# START OF Excerpt provided

- The U.S. military mission will advise African troops
- The Lord's Resistance Army has terrorized central Africa for 20 years
- Some lawmakers question the deployment of U.S. troops in the mission
The current mission deploying approximately 100, mainly U.S. special forces to Africa will be "short term" and not open-ended in nature, Obama administration officials told members of the House Foreign Affairs Committee Tuesday.
"We don't have a specific timetable, we are talking I think months, but I wouldn't put a number on it at this point," Assistant Secretary of Defense Alexander Vershbow told committee members.
President Barack Obama notified Congress earlier this month about the mission, as required under the War Powers Act. The U.S. troops are serving in a mostly advisory role to forces from Uganda, South Sudan, Democratic Republic of Congo, and the Central African Republic to assist them in dismantling the notorious Lord's Resistance Army and hunt down its elusive leader, Joseph Kony. The group has terrorized central Africa through its abduction of children to serve as soldiers in a campaign of rape, pillaging and murder over two decades.

# END OF Excerpt provided

**Aim 1**
Print the listing below word for word, from its first line up to and including the line that contains "Target: wood panel background".

# START OF Data

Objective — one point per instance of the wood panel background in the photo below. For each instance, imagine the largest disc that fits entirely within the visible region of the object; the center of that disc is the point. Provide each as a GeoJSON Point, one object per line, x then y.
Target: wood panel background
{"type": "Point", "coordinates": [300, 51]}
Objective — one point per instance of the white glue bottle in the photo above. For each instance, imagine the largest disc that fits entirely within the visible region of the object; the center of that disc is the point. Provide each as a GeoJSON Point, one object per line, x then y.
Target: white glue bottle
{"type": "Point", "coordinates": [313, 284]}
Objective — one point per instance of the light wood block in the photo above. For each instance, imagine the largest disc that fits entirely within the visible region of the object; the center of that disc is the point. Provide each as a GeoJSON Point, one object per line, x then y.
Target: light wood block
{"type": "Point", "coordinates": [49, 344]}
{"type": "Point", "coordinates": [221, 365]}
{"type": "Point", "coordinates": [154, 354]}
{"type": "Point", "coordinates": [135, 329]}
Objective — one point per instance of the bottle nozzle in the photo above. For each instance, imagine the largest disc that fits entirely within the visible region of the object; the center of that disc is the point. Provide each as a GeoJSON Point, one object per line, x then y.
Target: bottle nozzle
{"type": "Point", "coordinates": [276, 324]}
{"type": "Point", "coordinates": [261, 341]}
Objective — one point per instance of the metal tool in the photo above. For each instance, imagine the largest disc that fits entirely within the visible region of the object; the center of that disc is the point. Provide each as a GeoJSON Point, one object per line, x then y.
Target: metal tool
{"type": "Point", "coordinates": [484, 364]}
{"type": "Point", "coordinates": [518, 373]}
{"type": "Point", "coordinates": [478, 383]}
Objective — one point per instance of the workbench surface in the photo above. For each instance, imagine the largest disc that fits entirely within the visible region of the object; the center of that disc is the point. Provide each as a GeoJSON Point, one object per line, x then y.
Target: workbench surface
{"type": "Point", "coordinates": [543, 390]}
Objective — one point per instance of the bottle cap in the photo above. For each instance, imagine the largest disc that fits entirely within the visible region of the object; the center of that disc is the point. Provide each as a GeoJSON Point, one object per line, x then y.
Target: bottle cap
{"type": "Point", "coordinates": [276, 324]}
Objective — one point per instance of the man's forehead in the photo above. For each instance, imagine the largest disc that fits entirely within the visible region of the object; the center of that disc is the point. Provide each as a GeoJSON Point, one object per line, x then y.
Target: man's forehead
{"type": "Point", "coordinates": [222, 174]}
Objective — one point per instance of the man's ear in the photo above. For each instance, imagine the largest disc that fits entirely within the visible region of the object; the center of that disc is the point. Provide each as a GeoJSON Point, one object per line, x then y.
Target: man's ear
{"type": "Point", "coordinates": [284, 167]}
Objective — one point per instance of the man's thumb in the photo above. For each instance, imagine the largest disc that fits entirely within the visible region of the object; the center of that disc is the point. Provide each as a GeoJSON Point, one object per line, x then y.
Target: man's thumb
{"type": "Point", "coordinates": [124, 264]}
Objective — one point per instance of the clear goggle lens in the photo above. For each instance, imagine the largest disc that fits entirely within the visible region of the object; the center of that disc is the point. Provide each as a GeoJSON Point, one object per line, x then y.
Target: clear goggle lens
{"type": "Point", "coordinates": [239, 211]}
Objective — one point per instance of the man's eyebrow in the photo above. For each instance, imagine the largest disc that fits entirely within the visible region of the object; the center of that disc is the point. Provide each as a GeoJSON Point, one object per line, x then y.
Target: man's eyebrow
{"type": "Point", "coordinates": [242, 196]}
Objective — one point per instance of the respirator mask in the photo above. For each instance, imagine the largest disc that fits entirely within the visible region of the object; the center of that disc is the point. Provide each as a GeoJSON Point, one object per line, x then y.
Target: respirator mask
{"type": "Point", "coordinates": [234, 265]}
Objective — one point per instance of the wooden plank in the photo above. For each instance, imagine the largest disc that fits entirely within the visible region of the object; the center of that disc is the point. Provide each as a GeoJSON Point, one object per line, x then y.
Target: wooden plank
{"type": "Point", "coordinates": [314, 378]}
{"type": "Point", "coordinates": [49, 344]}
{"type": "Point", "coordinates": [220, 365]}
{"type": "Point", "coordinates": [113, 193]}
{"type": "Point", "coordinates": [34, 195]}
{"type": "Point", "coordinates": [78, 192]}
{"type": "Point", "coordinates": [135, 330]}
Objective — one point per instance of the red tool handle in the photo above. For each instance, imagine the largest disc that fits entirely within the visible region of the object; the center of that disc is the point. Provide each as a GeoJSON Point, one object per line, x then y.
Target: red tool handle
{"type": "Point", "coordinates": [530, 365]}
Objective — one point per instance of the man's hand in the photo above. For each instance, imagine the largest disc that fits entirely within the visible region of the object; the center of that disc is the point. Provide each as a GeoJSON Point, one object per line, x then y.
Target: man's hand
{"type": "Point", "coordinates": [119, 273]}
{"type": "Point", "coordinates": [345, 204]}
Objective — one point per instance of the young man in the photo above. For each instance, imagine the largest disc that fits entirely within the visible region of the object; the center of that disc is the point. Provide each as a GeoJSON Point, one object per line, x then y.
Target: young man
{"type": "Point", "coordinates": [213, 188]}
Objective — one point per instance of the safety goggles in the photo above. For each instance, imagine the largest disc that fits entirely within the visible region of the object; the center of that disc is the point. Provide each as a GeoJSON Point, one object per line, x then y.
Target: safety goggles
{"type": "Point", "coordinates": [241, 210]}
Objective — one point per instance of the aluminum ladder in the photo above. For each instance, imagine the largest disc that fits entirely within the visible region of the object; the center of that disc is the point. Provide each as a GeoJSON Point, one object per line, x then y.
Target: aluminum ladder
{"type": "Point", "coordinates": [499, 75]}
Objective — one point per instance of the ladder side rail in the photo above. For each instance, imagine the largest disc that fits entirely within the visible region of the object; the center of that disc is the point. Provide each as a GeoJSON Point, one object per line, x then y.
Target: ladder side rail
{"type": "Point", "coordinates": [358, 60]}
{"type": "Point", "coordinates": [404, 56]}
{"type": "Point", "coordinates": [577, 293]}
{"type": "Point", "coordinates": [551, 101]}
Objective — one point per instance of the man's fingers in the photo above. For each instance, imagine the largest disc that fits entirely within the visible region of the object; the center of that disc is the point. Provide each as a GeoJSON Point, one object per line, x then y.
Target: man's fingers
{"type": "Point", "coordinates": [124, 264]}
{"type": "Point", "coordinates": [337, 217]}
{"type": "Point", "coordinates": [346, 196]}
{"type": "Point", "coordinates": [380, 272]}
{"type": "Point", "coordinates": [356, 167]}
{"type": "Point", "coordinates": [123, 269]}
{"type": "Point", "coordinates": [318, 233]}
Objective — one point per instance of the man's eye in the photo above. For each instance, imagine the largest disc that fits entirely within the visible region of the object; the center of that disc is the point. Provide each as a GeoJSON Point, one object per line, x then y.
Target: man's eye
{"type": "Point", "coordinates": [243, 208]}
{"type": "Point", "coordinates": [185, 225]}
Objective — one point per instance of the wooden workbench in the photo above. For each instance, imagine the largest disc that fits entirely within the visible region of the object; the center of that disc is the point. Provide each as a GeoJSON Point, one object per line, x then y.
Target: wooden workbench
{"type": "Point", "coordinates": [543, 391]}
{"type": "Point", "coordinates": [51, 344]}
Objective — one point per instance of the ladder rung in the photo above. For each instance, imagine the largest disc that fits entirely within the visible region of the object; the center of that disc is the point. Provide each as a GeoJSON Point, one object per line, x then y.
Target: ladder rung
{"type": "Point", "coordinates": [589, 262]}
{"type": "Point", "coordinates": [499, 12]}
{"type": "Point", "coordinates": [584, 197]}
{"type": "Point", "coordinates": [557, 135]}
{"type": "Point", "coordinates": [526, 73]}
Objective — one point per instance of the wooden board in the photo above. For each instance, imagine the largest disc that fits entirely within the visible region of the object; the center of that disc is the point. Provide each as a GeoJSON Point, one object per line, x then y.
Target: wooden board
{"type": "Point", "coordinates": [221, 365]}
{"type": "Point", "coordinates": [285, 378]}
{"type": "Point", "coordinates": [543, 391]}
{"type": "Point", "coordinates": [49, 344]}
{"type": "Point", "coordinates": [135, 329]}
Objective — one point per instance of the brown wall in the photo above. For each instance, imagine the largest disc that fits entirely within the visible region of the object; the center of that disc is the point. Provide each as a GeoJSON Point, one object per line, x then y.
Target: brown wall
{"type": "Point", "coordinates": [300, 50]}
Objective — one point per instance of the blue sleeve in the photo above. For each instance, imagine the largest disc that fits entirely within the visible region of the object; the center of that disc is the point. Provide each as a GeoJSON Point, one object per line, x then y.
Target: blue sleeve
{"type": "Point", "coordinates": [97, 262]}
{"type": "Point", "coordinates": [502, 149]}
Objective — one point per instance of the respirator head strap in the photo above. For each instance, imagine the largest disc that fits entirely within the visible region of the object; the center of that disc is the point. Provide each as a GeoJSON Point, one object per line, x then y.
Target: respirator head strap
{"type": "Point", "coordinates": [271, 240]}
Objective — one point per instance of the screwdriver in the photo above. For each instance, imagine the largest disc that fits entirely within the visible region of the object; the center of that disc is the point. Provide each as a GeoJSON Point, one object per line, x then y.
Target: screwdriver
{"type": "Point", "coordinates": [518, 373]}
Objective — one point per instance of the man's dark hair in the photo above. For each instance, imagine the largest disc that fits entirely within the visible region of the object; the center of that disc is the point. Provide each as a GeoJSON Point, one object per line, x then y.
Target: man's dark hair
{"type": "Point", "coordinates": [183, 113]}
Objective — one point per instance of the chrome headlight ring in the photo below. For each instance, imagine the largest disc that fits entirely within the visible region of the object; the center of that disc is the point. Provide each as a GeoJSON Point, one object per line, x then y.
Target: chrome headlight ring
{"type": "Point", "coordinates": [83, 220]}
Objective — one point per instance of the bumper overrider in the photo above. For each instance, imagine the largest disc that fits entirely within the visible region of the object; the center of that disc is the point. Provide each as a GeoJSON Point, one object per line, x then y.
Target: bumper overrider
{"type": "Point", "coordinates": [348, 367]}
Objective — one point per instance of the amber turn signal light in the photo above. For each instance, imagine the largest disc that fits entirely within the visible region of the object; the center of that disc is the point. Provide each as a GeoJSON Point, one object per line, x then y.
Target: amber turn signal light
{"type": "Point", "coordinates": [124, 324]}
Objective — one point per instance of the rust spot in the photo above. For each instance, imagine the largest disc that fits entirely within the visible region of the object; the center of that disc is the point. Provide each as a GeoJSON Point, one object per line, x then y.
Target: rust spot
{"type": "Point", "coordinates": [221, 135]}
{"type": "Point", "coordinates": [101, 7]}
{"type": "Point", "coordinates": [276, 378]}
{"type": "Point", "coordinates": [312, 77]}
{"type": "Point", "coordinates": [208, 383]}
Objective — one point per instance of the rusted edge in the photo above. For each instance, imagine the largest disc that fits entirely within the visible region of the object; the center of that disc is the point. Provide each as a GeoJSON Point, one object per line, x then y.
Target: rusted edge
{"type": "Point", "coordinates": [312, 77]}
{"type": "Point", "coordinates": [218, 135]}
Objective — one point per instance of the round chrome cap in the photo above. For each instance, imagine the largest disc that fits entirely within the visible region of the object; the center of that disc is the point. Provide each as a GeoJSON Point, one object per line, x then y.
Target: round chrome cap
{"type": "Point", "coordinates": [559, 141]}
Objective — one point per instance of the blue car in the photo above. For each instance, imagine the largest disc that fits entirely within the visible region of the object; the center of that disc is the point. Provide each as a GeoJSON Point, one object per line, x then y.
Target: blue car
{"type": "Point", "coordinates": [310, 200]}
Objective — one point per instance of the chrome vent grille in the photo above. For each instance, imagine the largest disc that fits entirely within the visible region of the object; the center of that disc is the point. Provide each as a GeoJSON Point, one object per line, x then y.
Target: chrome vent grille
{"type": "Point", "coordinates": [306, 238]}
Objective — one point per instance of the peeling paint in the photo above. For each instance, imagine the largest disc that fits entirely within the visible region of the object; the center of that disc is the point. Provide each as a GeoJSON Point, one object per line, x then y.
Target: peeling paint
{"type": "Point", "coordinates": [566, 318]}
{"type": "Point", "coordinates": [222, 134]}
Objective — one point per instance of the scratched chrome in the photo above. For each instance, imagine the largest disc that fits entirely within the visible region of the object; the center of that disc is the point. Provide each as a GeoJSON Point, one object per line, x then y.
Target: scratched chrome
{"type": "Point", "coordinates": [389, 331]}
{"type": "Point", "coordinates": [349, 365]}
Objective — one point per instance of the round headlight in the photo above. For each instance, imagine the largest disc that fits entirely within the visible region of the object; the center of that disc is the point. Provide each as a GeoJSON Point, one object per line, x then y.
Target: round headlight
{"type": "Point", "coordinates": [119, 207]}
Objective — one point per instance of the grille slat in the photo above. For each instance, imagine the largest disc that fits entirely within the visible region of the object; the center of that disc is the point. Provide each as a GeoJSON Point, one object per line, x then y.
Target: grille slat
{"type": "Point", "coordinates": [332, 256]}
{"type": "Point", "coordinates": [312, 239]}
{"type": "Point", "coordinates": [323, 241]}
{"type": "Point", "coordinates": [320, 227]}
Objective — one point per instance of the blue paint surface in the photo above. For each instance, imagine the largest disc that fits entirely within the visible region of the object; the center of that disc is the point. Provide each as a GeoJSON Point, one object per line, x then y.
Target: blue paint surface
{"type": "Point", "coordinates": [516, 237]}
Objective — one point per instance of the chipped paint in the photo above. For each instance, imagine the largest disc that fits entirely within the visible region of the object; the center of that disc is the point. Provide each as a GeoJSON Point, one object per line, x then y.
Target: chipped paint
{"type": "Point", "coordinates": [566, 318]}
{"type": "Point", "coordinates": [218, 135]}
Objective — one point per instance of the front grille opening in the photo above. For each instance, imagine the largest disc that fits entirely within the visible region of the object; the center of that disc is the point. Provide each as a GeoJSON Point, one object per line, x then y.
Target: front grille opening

# END OF Data

**Aim 2**
Output the full article on the U.S. military mission against the Lord's Resistance Army without any changes.

**Result 1**
Objective — one point per instance of the wood panel background in the photo below. For each instance, imagine the largest disc that fits entirely within the visible region of the object; the center of that disc is the point. Provide each as a GeoJSON Point, one object per line, x then y.
Target: wood panel background

**Result 2**
- The U.S. military mission will advise African troops
- The Lord's Resistance Army has terrorized central Africa for 20 years
- Some lawmakers question the deployment of U.S. troops in the mission
The current mission deploying approximately 100, mainly U.S. special forces to Africa will be "short term" and not open-ended in nature, Obama administration officials told members of the House Foreign Affairs Committee Tuesday.
"We don't have a specific timetable, we are talking I think months, but I wouldn't put a number on it at this point," Assistant Secretary of Defense Alexander Vershbow told committee members.
President Barack Obama notified Congress earlier this month about the mission, as required under the War Powers Act. The U.S. troops are serving in a mostly advisory role to forces from Uganda, South Sudan, Democratic Republic of Congo, and the Central African Republic to assist them in dismantling the notorious Lord's Resistance Army and hunt down its elusive leader, Joseph Kony. The group has terrorized central Africa through its abduction of children to serve as soldiers in a campaign of rape, pillaging and murder over two decades.